# What to do
State how many lines of the records below contain the string "white", matching case exactly. Give only the number.

::::::

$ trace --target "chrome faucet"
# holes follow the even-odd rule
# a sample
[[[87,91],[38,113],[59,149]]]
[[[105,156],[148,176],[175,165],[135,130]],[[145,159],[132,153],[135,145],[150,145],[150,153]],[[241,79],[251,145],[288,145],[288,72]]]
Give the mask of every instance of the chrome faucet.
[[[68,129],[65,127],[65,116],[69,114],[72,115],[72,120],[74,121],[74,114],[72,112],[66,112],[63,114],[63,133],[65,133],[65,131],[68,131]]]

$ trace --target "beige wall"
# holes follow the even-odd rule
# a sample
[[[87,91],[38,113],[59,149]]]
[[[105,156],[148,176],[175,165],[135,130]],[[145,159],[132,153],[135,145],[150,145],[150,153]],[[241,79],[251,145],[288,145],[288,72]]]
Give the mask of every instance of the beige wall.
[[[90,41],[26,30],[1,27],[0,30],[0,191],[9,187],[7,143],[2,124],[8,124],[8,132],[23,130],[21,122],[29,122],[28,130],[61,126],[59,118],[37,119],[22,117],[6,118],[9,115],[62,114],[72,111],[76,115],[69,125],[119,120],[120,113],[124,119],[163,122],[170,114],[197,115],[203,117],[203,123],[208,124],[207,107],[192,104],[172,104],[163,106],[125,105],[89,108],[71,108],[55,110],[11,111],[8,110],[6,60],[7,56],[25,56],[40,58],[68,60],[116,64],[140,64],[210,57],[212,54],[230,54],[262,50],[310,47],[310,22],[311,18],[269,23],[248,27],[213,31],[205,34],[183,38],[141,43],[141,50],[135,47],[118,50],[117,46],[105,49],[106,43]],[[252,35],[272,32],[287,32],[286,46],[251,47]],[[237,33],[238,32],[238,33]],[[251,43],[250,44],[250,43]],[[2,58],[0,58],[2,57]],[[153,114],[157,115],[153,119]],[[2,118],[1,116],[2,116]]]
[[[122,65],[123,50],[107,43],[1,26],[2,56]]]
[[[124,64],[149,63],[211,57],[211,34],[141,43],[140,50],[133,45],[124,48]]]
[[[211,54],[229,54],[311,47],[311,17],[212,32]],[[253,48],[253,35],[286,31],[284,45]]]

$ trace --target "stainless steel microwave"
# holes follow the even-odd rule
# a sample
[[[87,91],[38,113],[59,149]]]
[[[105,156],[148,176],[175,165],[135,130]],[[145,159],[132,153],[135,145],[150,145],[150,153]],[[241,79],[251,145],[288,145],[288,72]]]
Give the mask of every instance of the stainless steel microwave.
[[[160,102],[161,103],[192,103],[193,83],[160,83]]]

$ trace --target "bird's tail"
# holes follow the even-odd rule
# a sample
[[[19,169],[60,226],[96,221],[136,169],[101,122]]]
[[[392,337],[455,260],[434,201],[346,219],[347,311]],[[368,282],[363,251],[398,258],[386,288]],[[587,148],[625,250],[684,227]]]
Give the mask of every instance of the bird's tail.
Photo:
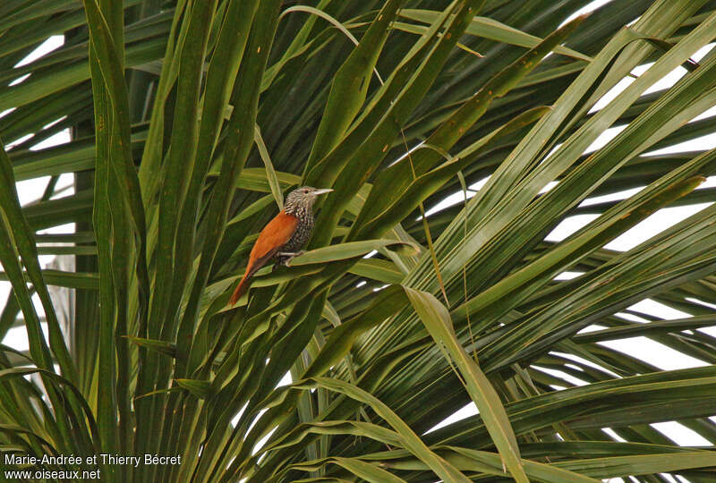
[[[242,277],[241,282],[239,282],[239,285],[236,287],[236,290],[234,291],[234,293],[231,294],[231,299],[229,299],[229,305],[234,306],[239,301],[241,296],[246,293],[246,291],[249,290],[251,277],[246,276],[245,275]]]

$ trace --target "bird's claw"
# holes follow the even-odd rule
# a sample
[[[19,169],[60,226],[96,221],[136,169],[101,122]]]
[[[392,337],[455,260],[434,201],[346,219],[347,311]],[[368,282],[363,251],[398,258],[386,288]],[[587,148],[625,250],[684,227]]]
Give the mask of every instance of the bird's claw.
[[[281,257],[282,258],[287,258],[287,259],[290,260],[291,258],[294,258],[296,257],[300,257],[303,253],[305,253],[305,251],[301,250],[299,251],[279,251],[276,255],[277,257]]]

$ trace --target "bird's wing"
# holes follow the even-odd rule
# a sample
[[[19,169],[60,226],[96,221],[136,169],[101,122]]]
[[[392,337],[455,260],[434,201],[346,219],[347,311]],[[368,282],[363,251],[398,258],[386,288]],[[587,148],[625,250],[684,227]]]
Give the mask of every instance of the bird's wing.
[[[251,276],[259,268],[266,265],[281,247],[286,245],[298,226],[298,217],[281,210],[268,222],[253,244],[249,256],[249,267],[245,277]]]

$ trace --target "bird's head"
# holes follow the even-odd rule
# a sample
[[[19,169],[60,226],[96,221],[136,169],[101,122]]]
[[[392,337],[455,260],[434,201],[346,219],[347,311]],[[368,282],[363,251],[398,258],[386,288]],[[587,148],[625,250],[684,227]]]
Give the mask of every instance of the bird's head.
[[[311,188],[311,186],[302,186],[296,188],[286,197],[285,209],[287,213],[292,213],[298,208],[309,209],[316,202],[319,195],[329,193],[333,190],[330,188],[318,189]]]

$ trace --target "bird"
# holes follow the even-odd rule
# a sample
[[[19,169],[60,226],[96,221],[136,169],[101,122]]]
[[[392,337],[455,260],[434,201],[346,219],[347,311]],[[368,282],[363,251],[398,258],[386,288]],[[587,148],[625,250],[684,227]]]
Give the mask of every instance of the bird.
[[[230,306],[249,290],[251,275],[272,258],[276,258],[276,268],[303,253],[301,249],[313,233],[313,204],[319,195],[331,191],[329,188],[302,186],[288,193],[284,208],[259,233],[246,271],[229,299]]]

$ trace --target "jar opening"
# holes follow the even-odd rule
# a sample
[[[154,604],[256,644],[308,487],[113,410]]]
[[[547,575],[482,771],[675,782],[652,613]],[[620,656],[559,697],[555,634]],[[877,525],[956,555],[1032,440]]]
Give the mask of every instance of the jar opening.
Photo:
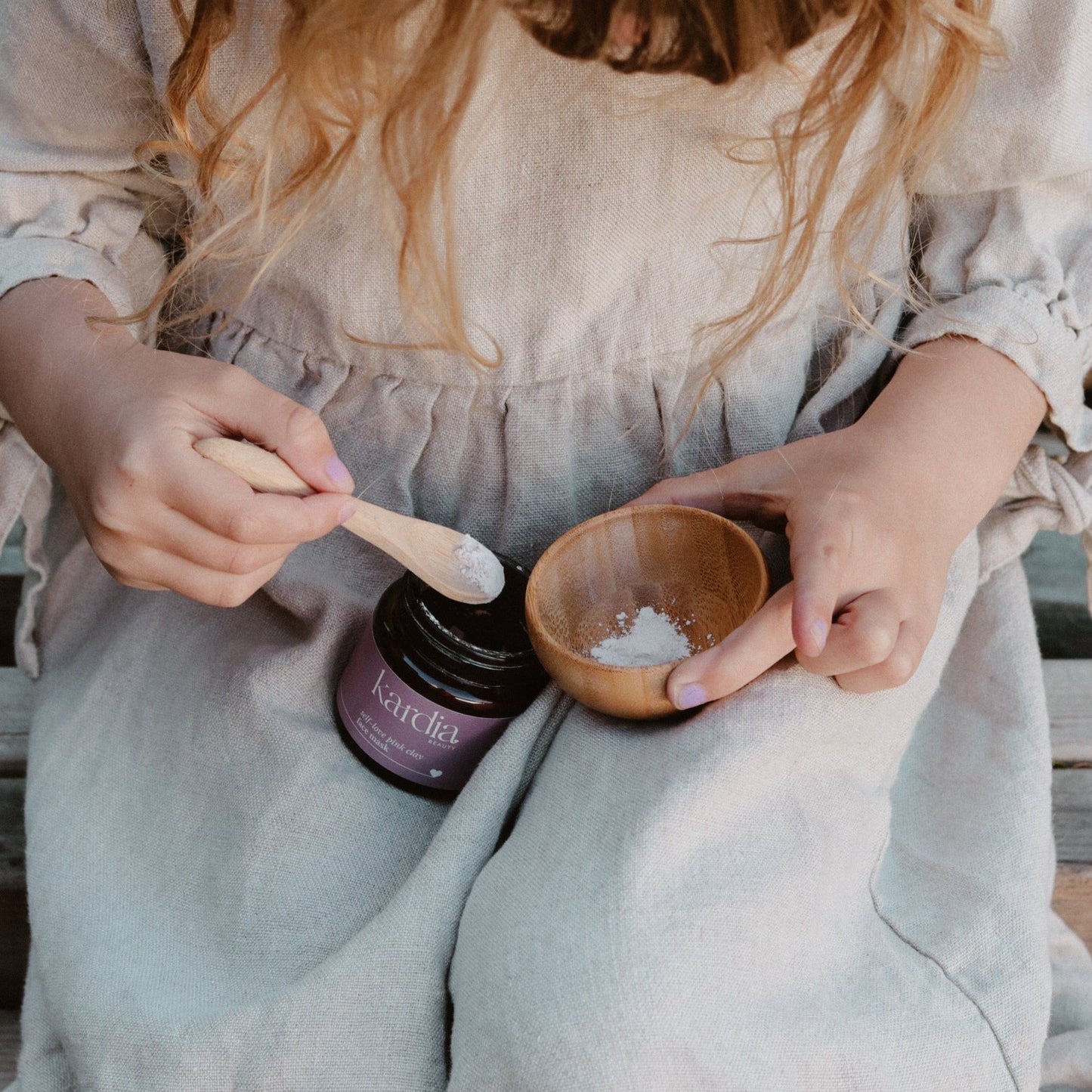
[[[406,610],[420,632],[448,654],[483,666],[531,663],[534,650],[524,613],[527,572],[510,558],[498,557],[505,589],[491,603],[456,603],[407,573]]]

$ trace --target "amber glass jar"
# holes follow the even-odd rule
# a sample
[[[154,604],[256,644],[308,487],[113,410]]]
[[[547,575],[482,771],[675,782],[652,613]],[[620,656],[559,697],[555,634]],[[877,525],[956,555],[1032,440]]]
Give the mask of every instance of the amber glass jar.
[[[501,560],[492,603],[455,603],[408,572],[380,597],[337,712],[346,744],[385,780],[453,796],[545,685],[524,617],[527,574]]]

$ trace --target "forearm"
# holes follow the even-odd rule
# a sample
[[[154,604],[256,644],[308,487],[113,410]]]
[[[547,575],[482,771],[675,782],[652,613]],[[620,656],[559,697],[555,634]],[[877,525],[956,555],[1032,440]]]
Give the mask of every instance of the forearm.
[[[1008,357],[943,337],[909,354],[853,427],[892,480],[904,483],[898,467],[914,464],[910,478],[929,490],[954,547],[1000,496],[1045,412],[1042,391]]]
[[[47,461],[41,444],[60,392],[102,381],[109,358],[139,345],[121,328],[87,324],[112,313],[94,285],[63,277],[28,281],[0,298],[0,403]]]

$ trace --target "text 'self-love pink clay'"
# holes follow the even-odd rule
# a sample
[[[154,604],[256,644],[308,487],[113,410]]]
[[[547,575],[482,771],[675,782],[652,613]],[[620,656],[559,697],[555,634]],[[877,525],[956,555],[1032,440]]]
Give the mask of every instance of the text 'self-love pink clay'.
[[[524,620],[526,573],[506,561],[501,587],[470,605],[406,573],[380,597],[337,711],[347,745],[385,779],[458,793],[545,685]]]

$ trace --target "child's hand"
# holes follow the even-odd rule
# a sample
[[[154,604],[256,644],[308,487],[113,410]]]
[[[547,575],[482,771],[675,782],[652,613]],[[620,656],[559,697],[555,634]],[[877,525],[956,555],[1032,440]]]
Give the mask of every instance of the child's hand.
[[[1000,496],[1046,411],[1008,357],[919,346],[856,424],[690,477],[634,503],[708,508],[790,538],[793,580],[672,673],[679,709],[738,690],[796,650],[846,690],[900,686],[933,636],[956,547]]]
[[[78,318],[64,314],[74,299],[82,302]],[[0,371],[12,364],[3,401],[60,476],[92,549],[121,583],[236,606],[299,543],[348,517],[353,480],[306,407],[241,368],[158,352],[122,330],[87,330],[83,312],[94,313],[96,302],[98,313],[108,307],[90,285],[20,286],[4,298],[4,316],[20,301],[35,310],[48,302],[63,318],[60,329],[40,334],[37,352],[22,354],[21,367],[0,360]],[[27,325],[25,310],[14,324]],[[12,356],[16,340],[3,337],[4,355]],[[193,450],[198,439],[222,435],[275,451],[328,491],[254,494]]]
[[[793,581],[673,672],[677,708],[738,690],[794,649],[807,670],[846,690],[913,675],[962,534],[936,503],[938,468],[893,461],[878,440],[851,426],[661,482],[634,501],[705,508],[790,538]]]

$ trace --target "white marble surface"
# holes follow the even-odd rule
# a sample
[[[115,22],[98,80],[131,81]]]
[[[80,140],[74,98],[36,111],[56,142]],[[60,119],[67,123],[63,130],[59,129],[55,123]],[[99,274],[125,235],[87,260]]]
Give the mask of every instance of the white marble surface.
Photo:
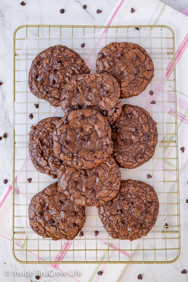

::::::

# Written solution
2